Gradient Update #29: No Language Left Behind and Democratized Transformer Training

In which we discuss Meta's new AI translation model and two papers on transformers--one on a larger Swin Transformer and the other on democratizing transformer training.

Jul 19, 2022

Welcome to the 29th update from the Gradient! If you were referred by a friend, subscribe and follow us on Twitter!

News Highlight: Meta open sources early-stage AI translation tool that works across 200 languages

Summary

Meta AI has trained and released a new AI model that is capable of translating between over 200 languages, including many low-resource languages that previous systems do not support. They also developed evaluation procedures, collected data for low-resource languages, and conducted interviews with speakers of those languages. The crucial parts of this project are open sourced, including the final trained model, code for processing and creating language datasets, and an evaluation dataset.

Background

Machine translation technologies allow humans to communicate, consume, and learn with languages that they do not speak well. However, most of the progress in machine translation is focused on high-resource languages like English, Russian, and French, which have both large amounts of available data and investment into their development. Past work by Facebook AI developed a model that could translate between 100 languages, but many low-resource languages are still not supported by that model.

In this recent work from Meta AI, termed No Language Left Behind, the 200 language barrier was broken by a new open-sourced model that is able to translate between any pair of over 200 languages. This model is a sparsely gated mixture of experts, meaning that it contains submodules that are selectively activated only for certain inputs. In particular, parts of the network are split into several independent feed-forward neural networks, of which only two are activated per token in an input, as in previous work. A gating network determines which feed-forward networks are used to process which tokens, which decreases computational cost of the model. The researchers have also released new data, including low-resource language data mined from the web and seed data translated by humans.

Why does it matter?

The internet holds copious information that is disproportionately tailored to high-resource languages; according to one source, about 64% of websites have content in English, whereas only about 26% of internet users speak English. Better machine translation that supports more languages could allow more and more people to interact with others and explore all that the internet has to offer.

Data extracts

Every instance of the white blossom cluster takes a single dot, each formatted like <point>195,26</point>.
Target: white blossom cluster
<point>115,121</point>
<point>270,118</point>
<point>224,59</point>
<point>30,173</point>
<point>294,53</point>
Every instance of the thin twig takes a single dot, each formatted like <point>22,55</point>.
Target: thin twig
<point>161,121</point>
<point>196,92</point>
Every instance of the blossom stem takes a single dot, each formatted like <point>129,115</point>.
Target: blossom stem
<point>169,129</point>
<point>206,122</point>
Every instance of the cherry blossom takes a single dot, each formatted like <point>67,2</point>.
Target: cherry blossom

---

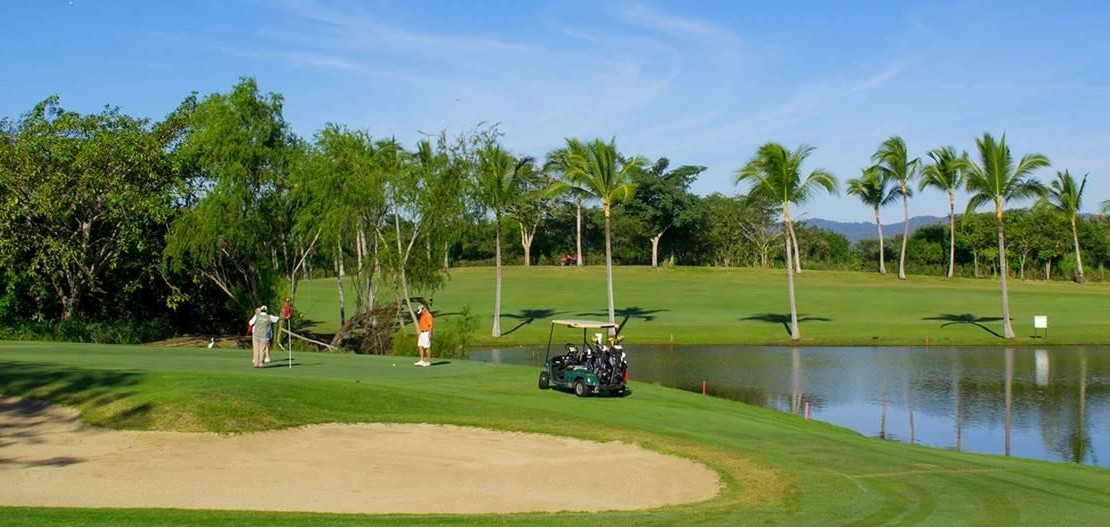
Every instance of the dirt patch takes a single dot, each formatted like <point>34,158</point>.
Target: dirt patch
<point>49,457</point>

Tasks
A. In the newsletter on Meta's translation model, how many of the independent feed-forward networks are activated for each token of an input?
B. Continue the newsletter on Meta's translation model, starting after its last sentence.

Answers to this exercise
A. Two.

B.
Moreover, future technologies may be able to make even better use of machine translation. The No Language Left Behind project is part of a longer-term project by Meta to produce a “universal speech translator”, which would allow for new AR and VR experiences that are not limited by language barriers.

While machine translation has many benefits for society, development and use of these technologies has the potential for harm. Some of the low-resource-language speakers that were interviewed in this work note that the availability of high-resource language content may reduce incentives for creation of content in low-resource languages. Also, some of the interviewees note that machine translation would moreso benefit those with technological savvy and access to technology.

Editor Comments

Daniel: This is clearly pretty exciting–as already indicated, plenty of languages are underrepresented in translation datasets. The compelling potential for me here is a democratization of knowledge. People who only speak languages for which there are not as many translation resources may not be able to take advantage of much of the information on the internet like English speakers can, for instance. Models like NLLB may be a step towards changing that.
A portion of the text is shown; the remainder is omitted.